## EXERCISE PROMPT
Rewrite every line of the records below, requests included, scaling each coordinate in the answers by 1.75 and rounding to the nearest whole number, with halves rounded up. Leave the numbers in the requests and their sample points unchanged, and omit the pictures.

## Point annotation records
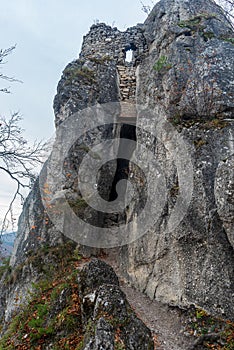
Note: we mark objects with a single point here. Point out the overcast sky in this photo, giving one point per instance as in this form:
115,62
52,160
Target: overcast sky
48,35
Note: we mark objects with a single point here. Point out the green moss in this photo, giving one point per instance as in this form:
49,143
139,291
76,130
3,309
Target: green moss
40,322
76,73
100,60
228,40
208,35
194,22
5,267
199,143
162,64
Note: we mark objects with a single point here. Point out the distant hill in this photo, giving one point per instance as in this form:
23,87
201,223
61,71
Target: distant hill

## FINAL RESULT
Note: we mark objects with a single point here. Point out the overcast sky in this photo, giving one point per instance as in this form:
115,62
52,160
Target: overcast sky
84,61
Note: we mark objects with a single point here. Point out the green moss in this photo, giving one point per instance as in this form:
49,143
139,291
76,130
3,309
Target: green moss
70,564
133,128
175,105
399,70
364,61
340,39
9,467
348,250
284,112
Note: we mark objects with a single point here. Point out the distant hill in this photo, giving one point per instance as in this form:
23,87
201,223
61,71
Target: distant hill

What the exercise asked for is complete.